REQUIREMENTS -
A. In the events post, where is Elizabeth Osborne's work being shown?
B. Reproduce the portion of the events post that starts at "Over at The" and ends at "and book signing.".

==== DOCUMENT TEXT

We're off to the No Tell Books launch party this evening to party with the poets. Watch this space for a full report.
For those in the Atlanta area, don't miss our favorite artist, Elizabeth Osborne as she unveils her amazing work at San Francisco Coffee (664 N. Highland Avenue NE). The show will be up for all of December with an opening reception tonight from 8 to 10. If anyone is looking for the perfect holiday gift for the Happy Booker, anything from this show would fill the bill.
Over at The Writer's Center this Sunday don't miss visiting author Katherine Min as she reads from her new novel Secondhand World. She is joined by Veronica Li, who will read from Journey Across The Four Seas: A Chinese Woman's Search for Home. This free event will take place from 2 to 4pm and will be followed by a reception and book signing.

========
==== ENTRIES SUPPLIED

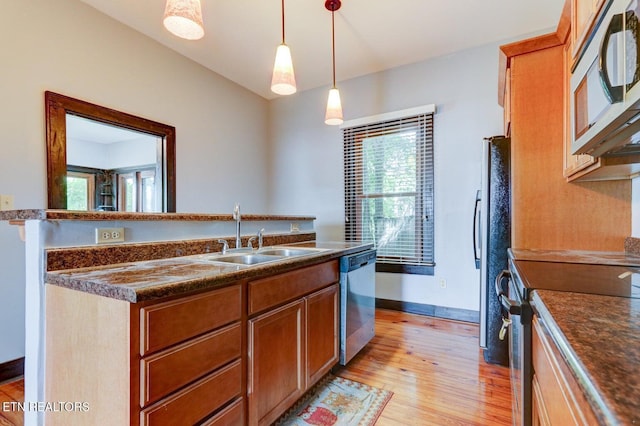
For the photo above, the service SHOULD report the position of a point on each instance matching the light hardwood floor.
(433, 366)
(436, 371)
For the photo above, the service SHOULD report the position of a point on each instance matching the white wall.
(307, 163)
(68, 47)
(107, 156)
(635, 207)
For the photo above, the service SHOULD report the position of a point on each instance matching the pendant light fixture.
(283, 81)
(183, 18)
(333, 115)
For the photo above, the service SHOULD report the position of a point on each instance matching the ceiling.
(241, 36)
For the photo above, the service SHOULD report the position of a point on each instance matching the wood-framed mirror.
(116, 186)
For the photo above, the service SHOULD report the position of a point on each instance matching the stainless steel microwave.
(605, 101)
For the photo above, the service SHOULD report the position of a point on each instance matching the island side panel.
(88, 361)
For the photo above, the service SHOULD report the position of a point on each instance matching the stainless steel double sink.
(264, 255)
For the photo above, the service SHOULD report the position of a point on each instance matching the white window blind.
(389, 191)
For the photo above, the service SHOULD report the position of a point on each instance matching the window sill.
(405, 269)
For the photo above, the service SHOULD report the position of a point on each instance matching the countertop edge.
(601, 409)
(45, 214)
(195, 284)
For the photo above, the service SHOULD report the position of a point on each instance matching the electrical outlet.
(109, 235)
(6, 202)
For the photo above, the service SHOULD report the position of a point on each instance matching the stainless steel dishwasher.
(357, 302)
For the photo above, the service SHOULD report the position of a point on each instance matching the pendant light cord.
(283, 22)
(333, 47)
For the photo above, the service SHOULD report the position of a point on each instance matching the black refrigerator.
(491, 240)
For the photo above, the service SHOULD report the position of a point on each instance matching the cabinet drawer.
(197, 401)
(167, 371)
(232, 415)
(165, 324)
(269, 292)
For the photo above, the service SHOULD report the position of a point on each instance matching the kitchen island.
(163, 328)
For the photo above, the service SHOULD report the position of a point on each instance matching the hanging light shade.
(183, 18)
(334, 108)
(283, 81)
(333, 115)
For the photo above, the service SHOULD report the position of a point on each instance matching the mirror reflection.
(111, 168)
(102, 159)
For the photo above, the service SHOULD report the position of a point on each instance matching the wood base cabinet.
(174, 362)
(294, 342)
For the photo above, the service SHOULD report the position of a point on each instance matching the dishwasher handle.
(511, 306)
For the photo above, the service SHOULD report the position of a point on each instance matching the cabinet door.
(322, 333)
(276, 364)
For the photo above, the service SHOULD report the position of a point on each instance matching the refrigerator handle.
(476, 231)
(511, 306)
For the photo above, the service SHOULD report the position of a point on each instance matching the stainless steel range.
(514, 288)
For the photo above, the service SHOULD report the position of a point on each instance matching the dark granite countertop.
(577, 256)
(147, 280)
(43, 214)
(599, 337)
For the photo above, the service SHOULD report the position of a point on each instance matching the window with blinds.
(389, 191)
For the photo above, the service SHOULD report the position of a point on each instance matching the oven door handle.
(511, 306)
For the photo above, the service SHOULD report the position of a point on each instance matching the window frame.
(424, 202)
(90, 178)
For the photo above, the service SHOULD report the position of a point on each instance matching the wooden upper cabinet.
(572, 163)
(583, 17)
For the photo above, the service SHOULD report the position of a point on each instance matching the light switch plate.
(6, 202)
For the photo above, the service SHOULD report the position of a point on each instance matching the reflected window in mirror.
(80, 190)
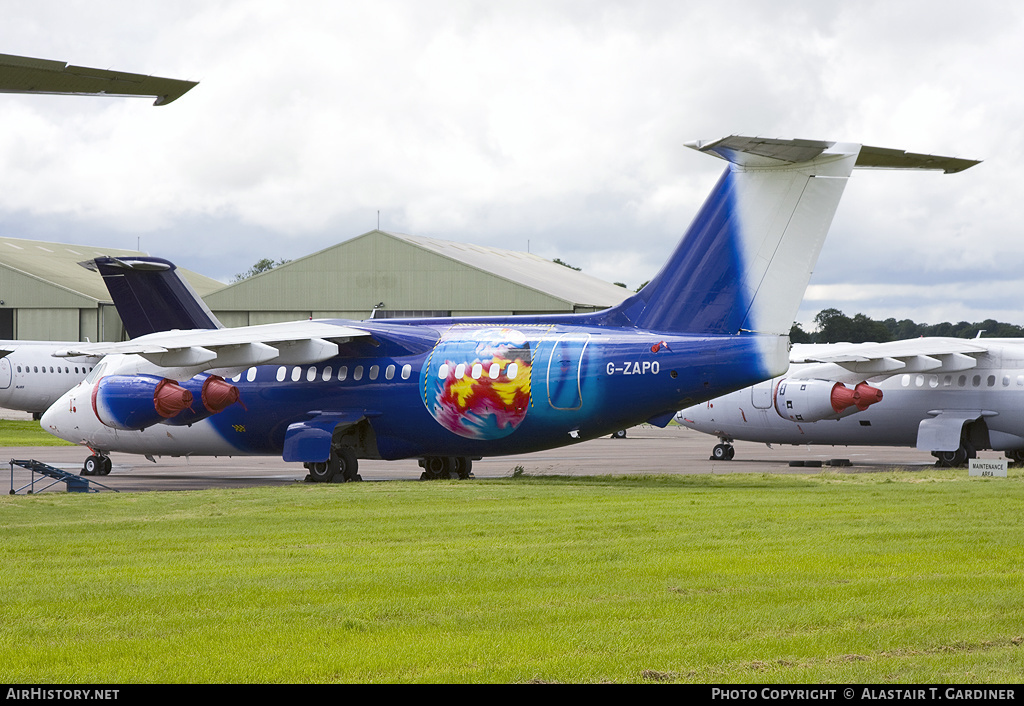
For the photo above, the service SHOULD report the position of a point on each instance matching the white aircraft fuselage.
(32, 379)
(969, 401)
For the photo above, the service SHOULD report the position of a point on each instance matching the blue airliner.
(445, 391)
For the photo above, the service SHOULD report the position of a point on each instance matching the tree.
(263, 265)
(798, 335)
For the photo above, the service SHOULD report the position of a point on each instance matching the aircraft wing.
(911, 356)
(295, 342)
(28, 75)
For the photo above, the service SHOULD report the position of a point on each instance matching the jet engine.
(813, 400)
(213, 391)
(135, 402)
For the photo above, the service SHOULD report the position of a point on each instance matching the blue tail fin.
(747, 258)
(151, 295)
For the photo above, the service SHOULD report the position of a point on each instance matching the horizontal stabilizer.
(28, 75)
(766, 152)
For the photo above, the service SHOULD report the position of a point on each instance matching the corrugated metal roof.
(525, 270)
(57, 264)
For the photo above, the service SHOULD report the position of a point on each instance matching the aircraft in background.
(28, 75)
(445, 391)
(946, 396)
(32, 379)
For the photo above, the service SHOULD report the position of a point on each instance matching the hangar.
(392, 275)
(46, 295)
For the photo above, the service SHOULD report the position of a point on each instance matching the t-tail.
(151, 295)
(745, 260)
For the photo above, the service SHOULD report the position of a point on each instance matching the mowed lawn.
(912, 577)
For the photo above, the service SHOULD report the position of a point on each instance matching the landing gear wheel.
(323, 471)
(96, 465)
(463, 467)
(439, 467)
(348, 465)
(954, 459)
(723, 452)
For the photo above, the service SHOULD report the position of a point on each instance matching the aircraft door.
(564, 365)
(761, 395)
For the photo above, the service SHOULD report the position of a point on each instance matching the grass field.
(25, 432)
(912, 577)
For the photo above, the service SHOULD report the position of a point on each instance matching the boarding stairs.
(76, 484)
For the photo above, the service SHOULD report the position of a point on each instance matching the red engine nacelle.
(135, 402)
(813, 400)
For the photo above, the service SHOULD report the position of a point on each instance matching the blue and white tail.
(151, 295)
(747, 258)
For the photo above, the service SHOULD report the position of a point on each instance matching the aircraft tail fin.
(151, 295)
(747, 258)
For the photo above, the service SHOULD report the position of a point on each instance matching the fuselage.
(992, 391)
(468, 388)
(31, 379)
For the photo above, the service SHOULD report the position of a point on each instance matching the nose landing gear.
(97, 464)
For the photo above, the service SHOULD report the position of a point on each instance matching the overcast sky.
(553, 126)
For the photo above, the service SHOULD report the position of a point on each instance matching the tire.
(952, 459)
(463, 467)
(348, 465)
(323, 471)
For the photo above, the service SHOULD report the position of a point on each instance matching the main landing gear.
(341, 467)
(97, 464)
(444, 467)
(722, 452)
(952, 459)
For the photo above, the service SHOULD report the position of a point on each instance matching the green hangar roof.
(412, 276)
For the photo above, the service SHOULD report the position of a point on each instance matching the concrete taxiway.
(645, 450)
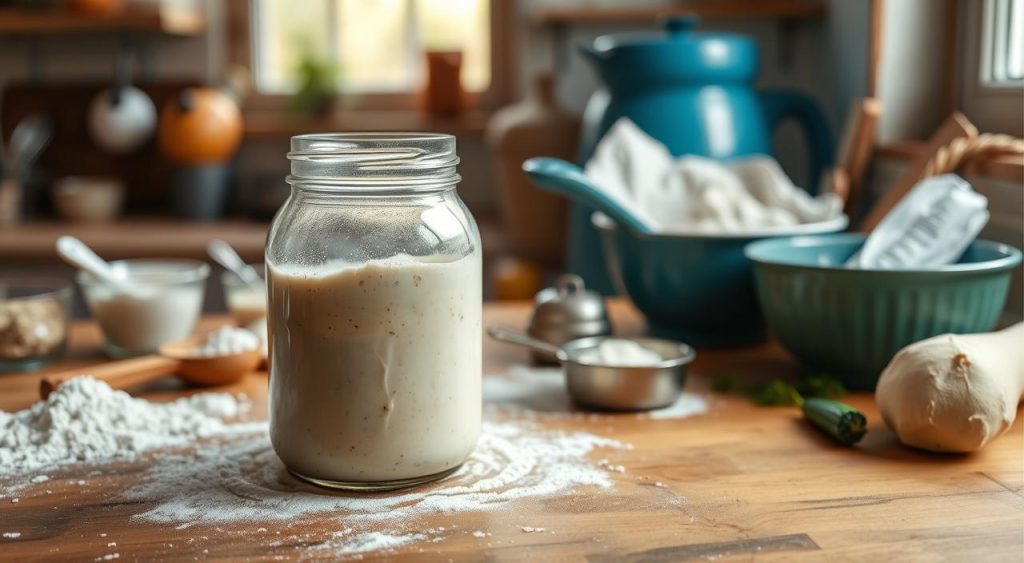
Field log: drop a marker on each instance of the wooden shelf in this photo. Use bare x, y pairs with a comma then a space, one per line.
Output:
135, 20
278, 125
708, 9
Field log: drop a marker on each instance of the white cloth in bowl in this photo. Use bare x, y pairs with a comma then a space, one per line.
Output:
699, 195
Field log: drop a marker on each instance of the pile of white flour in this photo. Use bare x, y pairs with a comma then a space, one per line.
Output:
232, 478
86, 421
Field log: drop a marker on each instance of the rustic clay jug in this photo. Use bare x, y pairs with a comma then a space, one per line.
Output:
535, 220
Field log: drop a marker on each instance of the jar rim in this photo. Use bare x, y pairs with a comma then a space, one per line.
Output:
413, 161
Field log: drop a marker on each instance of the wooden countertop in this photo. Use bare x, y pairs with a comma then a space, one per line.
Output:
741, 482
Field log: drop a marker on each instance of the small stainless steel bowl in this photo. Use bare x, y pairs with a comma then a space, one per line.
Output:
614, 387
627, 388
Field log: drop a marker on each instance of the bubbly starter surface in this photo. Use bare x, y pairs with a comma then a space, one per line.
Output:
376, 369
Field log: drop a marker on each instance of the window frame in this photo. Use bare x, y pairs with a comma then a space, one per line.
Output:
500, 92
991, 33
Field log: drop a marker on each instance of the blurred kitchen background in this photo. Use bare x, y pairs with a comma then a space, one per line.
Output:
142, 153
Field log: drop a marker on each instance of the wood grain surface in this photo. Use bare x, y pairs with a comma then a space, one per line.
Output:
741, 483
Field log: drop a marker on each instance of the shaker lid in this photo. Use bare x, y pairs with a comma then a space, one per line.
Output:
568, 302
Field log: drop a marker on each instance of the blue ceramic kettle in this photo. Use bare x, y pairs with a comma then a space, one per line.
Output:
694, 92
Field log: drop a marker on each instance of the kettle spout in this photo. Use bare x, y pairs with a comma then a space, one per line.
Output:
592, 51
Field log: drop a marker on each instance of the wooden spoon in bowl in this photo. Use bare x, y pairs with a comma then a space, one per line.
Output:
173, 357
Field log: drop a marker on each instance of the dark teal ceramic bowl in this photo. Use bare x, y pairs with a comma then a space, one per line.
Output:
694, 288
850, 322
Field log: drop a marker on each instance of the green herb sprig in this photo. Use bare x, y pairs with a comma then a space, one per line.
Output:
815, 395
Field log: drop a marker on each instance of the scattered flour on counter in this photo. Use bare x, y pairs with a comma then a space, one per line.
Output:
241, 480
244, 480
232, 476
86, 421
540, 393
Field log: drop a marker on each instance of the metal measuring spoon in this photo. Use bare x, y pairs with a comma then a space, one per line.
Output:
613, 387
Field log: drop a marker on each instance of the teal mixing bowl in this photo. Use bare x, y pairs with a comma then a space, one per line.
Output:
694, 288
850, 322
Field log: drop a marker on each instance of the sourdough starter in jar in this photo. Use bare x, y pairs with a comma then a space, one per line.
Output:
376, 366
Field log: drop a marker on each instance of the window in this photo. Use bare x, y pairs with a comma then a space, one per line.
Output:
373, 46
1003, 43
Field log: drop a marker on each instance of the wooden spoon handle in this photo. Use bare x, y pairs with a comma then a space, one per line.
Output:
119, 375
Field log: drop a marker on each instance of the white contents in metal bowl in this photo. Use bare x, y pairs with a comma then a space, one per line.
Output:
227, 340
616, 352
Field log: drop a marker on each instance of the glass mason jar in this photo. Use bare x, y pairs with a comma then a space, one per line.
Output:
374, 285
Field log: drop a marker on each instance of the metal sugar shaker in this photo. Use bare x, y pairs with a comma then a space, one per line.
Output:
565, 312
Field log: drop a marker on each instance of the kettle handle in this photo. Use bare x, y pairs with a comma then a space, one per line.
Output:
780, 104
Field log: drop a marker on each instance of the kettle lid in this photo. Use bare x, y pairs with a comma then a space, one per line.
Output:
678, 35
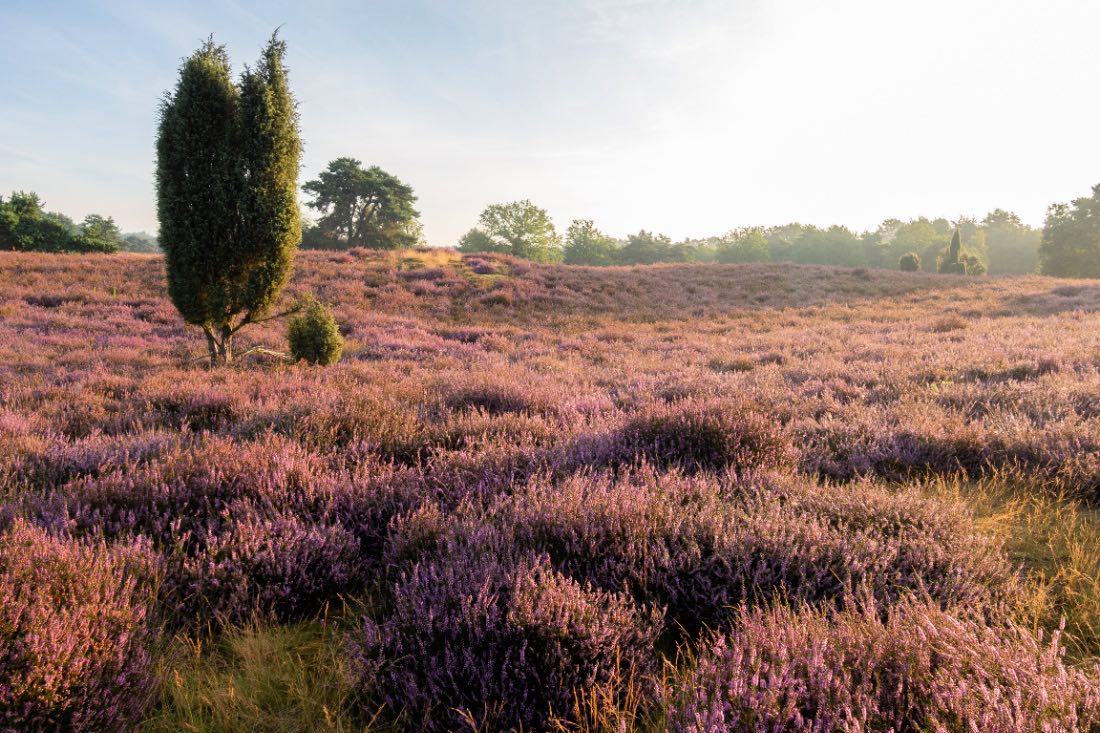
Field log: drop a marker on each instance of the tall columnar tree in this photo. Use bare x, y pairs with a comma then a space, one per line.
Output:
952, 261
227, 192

========

SOLUTION LIST -
A. San Francisco Coffee, at 664 N. Highland Avenue NE.

B.
Over at The Writer's Center this Sunday don't miss visiting author Katherine Min as she reads from her new novel Secondhand World. She is joined by Veronica Li, who will read from Journey Across The Four Seas: A Chinese Woman's Search for Home. This free event will take place from 2 to 4pm and will be followed by a reception and book signing.